Overall, there were many lovely wines and a handful of truly excellent ones. If I had to choose I think I’d rank that Ramonet Chevalier first for the night, followed closely by the Sauzet Chevalier and the Colin-Deleger Chevalier. The Sauzet and Leflaive Batards would follow closely behind that. Many people flip flopped, preferring the Batards this night, partially I think because they are showing more now and quite more accessible, as one might expect when comparing Batard to Chevalier. Yet again I was impressed at the relatively low level of oxidized or advanced wines. The sulfur was definitely noticeable and again this may have played a role in protecting from premature oxidation in these white Burgundy.


After the 2001 white Burgundy, to finish up we had a couple stickies with dessert, a tasty Vanilla Flan, sugar cookie with berries. It was late and I only took superficial notes but here they go…

Suduiraut Sauternes 2001: Pretty, young, floral Sauternes nose. A bit heavy and rich in the mouth with hints of herbs. Not as vibrant and pure as the BA which followed and in comparison it seemed heavy and a bit clumbsy. I think it only suffered in comparison though. On its own this would probably be lovely. But the wine that followed was so dynamic that anything would seem fat and clumbsy in its presence.

== EXERCISE TASK ==
Which five wines does the writer rank in the first paragraph of the tasting notes, in the order they are ranked?

== EXCERPTED RECORDS ==
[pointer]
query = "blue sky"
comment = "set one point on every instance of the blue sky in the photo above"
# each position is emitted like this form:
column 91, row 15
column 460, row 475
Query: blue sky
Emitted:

== TASK RESULT ==
1. Ramonet Chevalier
2. Sauzet Chevalier
3. Colin-Deleger Chevalier
4. Sauzet Batard
5. Leflaive Batard